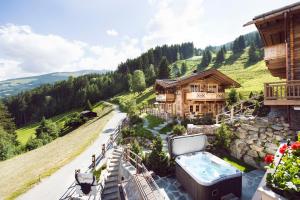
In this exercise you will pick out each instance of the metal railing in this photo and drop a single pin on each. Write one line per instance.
(142, 171)
(96, 161)
(239, 108)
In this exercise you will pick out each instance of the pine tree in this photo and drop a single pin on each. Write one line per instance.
(183, 68)
(164, 71)
(220, 56)
(252, 56)
(138, 81)
(88, 105)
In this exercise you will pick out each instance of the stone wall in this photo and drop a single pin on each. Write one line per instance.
(253, 138)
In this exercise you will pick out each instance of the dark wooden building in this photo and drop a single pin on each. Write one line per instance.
(280, 33)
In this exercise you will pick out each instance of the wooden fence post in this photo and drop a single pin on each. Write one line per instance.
(103, 149)
(93, 161)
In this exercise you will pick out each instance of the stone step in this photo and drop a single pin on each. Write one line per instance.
(111, 184)
(111, 190)
(111, 179)
(113, 196)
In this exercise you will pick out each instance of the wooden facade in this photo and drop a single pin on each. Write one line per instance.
(280, 33)
(195, 95)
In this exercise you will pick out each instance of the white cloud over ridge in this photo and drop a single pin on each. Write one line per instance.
(112, 32)
(175, 21)
(24, 52)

Task brief
Reproduce the records, beginning at the line that contains "the wooden facade" and stopping after the final line of the records, with each labeling request left as it stands. Shift every coordinate in the answers by adding 78 to each number.

Answer for the task
In this exercise you will pick out each instance of the wooden facade in this photo and drop a single pin on each. Write one line per instance.
(358, 111)
(273, 173)
In this exercise you will pick out each instance of the white cloud over ridge in this photo and drop a single pin on each. Write one line per instance.
(190, 110)
(253, 99)
(102, 130)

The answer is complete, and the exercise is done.